Position identification data:
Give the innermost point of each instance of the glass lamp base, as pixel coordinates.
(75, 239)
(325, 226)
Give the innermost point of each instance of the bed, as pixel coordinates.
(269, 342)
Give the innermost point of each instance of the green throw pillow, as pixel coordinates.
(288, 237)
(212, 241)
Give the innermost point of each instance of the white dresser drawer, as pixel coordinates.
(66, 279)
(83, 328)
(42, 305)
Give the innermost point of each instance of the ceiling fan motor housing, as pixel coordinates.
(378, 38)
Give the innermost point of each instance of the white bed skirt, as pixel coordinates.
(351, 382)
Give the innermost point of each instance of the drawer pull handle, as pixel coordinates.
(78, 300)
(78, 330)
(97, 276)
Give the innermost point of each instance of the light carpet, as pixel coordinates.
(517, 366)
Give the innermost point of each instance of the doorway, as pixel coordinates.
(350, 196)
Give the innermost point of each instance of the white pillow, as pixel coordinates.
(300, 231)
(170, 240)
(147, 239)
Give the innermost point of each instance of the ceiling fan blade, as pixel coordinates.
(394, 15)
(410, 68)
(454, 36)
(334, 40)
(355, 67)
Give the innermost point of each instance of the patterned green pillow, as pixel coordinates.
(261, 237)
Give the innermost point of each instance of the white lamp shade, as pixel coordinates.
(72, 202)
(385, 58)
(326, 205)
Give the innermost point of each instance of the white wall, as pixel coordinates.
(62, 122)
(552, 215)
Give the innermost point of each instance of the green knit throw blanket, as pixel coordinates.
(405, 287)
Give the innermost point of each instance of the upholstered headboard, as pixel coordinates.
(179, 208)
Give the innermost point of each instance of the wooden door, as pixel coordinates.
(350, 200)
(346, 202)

Task prompt:
Rewrite the data from the line containing "Give the innermost point of each instance of the wooden" through the end of the data, both ends included, with "wooden door" replaced by "oak door" and everything else unchanged.

In response:
Give the innermost point of each instance of the oak door, as pixel coordinates.
(350, 200)
(346, 202)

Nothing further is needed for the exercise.